■ **TASK DIRECTIONS**
Transcribe each entry exactly as it appears, leaving out any picture it holds.

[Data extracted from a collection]
--

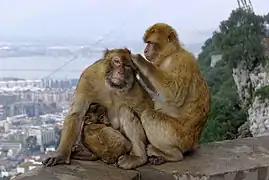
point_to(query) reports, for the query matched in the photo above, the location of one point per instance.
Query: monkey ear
(172, 36)
(106, 51)
(127, 50)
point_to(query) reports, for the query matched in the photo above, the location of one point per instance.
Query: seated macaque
(104, 142)
(111, 83)
(170, 74)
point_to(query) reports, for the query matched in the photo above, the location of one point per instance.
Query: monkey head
(160, 38)
(96, 114)
(119, 73)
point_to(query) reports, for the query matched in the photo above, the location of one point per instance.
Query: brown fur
(124, 103)
(104, 142)
(182, 99)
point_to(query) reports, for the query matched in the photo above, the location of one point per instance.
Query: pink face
(121, 70)
(150, 51)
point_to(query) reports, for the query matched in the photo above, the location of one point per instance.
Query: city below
(31, 118)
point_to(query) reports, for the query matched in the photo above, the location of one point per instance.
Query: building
(43, 135)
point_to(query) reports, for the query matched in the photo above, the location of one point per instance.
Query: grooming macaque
(110, 82)
(179, 91)
(104, 142)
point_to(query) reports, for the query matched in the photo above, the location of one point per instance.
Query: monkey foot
(156, 160)
(54, 160)
(81, 153)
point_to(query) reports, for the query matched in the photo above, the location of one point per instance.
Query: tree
(238, 39)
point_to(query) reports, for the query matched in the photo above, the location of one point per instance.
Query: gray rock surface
(240, 159)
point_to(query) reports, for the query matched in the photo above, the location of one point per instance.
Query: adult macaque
(99, 140)
(111, 83)
(180, 94)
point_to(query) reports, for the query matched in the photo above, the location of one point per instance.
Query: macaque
(180, 94)
(101, 141)
(110, 82)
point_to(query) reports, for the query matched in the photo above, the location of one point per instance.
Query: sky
(92, 19)
(119, 22)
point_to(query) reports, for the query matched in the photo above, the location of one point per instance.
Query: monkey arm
(171, 87)
(73, 122)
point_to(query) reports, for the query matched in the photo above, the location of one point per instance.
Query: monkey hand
(137, 57)
(56, 159)
(130, 161)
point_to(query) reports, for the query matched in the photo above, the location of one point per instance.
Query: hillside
(239, 44)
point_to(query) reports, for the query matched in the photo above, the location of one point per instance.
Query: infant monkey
(105, 143)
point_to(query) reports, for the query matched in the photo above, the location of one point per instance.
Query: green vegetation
(263, 92)
(239, 39)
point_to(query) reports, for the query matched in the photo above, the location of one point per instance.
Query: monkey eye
(116, 61)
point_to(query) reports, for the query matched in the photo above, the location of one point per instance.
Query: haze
(89, 20)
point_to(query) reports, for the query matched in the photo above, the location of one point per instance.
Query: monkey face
(150, 51)
(120, 73)
(158, 37)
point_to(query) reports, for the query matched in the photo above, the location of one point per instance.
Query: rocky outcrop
(248, 83)
(240, 159)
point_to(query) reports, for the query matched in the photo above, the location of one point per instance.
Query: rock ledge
(241, 159)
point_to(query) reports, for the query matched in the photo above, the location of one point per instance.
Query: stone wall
(240, 159)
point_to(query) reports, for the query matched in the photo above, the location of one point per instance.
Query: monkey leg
(163, 132)
(115, 145)
(80, 152)
(71, 131)
(133, 129)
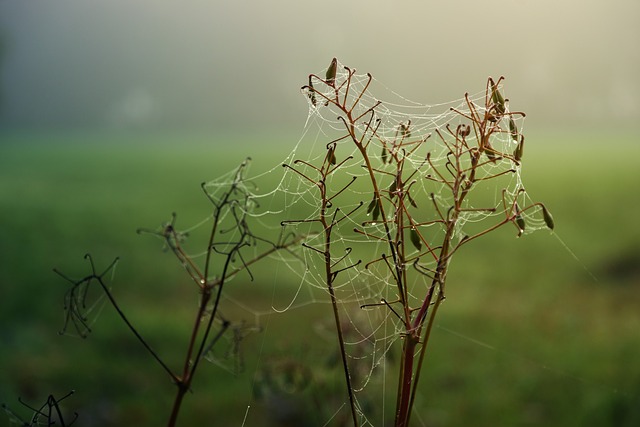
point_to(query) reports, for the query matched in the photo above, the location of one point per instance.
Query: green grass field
(533, 332)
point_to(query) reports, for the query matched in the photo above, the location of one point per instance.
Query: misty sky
(240, 64)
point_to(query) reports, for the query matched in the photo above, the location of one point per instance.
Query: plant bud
(415, 238)
(312, 92)
(332, 155)
(392, 188)
(513, 129)
(404, 130)
(548, 219)
(497, 98)
(374, 208)
(517, 153)
(331, 72)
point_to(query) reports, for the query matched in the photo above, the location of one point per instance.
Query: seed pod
(513, 129)
(548, 219)
(413, 202)
(376, 211)
(312, 92)
(331, 72)
(497, 98)
(415, 238)
(517, 153)
(374, 208)
(490, 153)
(520, 223)
(404, 130)
(332, 154)
(392, 188)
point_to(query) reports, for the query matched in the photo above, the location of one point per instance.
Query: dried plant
(48, 414)
(229, 238)
(419, 186)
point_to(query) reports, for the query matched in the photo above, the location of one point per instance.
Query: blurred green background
(112, 114)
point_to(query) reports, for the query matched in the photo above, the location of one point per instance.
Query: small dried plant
(231, 248)
(414, 206)
(48, 414)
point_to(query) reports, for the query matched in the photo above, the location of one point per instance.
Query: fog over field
(229, 65)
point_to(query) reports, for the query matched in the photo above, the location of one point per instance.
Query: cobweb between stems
(423, 135)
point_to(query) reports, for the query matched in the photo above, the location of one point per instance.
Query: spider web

--

■ **ANSWER**
point_to(query) reports, for the query matched in the photo above, the location of one point per instance.
Query: monkey ear
(172, 36)
(106, 51)
(127, 50)
point_to(query) reports, for the query matched in the photo above, the location of one point per instance.
Query: seated macaque
(104, 142)
(111, 83)
(170, 74)
point_to(query) reports, for the query matched in the photo above, the location of one point per instance.
Query: monkey head
(160, 38)
(96, 114)
(119, 73)
point_to(query) reports, for the query matched in the photo above, the location of one point per instance.
Query: brown fur
(124, 103)
(104, 142)
(182, 99)
point_to(query) reports, for the query matched in the photo above, the location of one point per instance.
Query: pink face
(121, 70)
(150, 51)
point_to(query) reports, for the query matched in the photo above, the location of one point per instance.
Query: city below
(31, 118)
point_to(query) reports, for the query matched in the photo above, the location of one point per instance.
Query: building
(43, 135)
point_to(query) reports, for the query matched in the photo above, the location of one point per instance.
Query: grooming macaque
(110, 82)
(179, 91)
(104, 142)
point_to(query) reports, for the query matched in the photo above, the location of one point per instance.
Query: monkey foot
(156, 160)
(54, 160)
(81, 153)
point_to(query) reports, for the query matched in the photo above, the location of one point per instance.
Query: tree
(238, 39)
point_to(query) reports, for the query matched in the photo above, the location of one point per instance.
Query: gray rock surface
(240, 159)
point_to(query) reports, for the query matched in the photo above, the location of one point per instance.
Query: adult macaque
(99, 140)
(111, 83)
(180, 94)
point_to(query) reports, for the query matched in the photo above, the location of one point per instance.
Query: macaque
(180, 94)
(101, 141)
(110, 82)
point_to(query) reports, for the query matched in the photo above, the location of one point per instance.
Query: sky
(92, 19)
(119, 22)
point_to(query) reports, for the query matched in the photo above, the location of one point per instance.
Query: monkey arm
(171, 87)
(73, 122)
point_to(query) reports, for the query matched in the photo above, the location of one point per instance.
Query: monkey hand
(137, 57)
(56, 159)
(130, 161)
point_to(query) reports, for the query matched in the photo above, the location of one point per instance.
Query: hillside
(239, 44)
point_to(query) reports, for the query matched in the photo above, the location of one point per instance.
Query: infant monkey
(105, 143)
point_to(query) reports, for the query matched in the photo above, the location of one point per instance.
Query: green vegetation
(263, 92)
(239, 39)
point_to(query) reports, for the query matched in the photo above, the location of one point per instance.
Query: monkey eye
(116, 61)
point_to(query) reports, for the query matched in the photo above, the location of one point per instance.
Query: haze
(89, 20)
point_to(query) reports, for the query matched in the photo above, the location of one point per instance.
Query: monkey face
(150, 51)
(120, 73)
(158, 37)
point_to(query) reports, for the query matched in the photo above, the location of one point per instance.
Query: rocky outcrop
(248, 83)
(240, 159)
point_to(query) reports, for the query matched in the photo above, the location of one point per instance.
Query: rock ledge
(241, 159)
point_to(query) reports, for the query matched in the photo above, the location of one point per instance.
Query: stone wall
(240, 159)
point_to(query) reports, for the query matched in the photo above, the location of one point per instance.
Query: monkey leg
(163, 132)
(115, 145)
(80, 152)
(71, 131)
(133, 129)
point_to(query) reports, for the query matched in the photo above, the location of one point per instance.
Query: green grass field
(533, 332)
point_to(query) reports, for the query matched in the photo above, the location of one point per instance.
Query: misty sky
(240, 64)
point_to(query) reports, for the query matched in the photo above, the location of one point per instance.
Query: plant bud
(415, 238)
(312, 92)
(332, 155)
(392, 188)
(513, 129)
(404, 130)
(548, 219)
(497, 98)
(374, 208)
(517, 153)
(331, 72)
point_to(query) reports, for the query matched in the photo above, the location of one point per instance.
Query: seed pod
(513, 129)
(548, 219)
(413, 202)
(376, 211)
(312, 92)
(331, 72)
(497, 98)
(415, 238)
(517, 153)
(374, 208)
(490, 153)
(520, 223)
(404, 130)
(332, 154)
(392, 188)
point_to(query) reports, for the query matched in the photo above, the location of one point per instance.
Query: dried plant
(48, 414)
(229, 238)
(419, 186)
point_to(query) reports, for the query matched in the photo above, the location of one point per instance.
Query: blurred green background
(112, 114)
point_to(query) reports, for the query matched in the photo above, the location of one point per instance.
Query: small dried plant
(231, 248)
(414, 206)
(48, 414)
point_to(query) reports, for the query matched in the photo above, the location of one point per instance.
Query: fog over field
(229, 65)
point_to(query) reports, for the query matched in the photo above, the location of one point per instance.
Query: cobweb between stems
(423, 135)
point_to(query) reports, for the query matched in the photo above, the location of one point per instance.
Query: spider web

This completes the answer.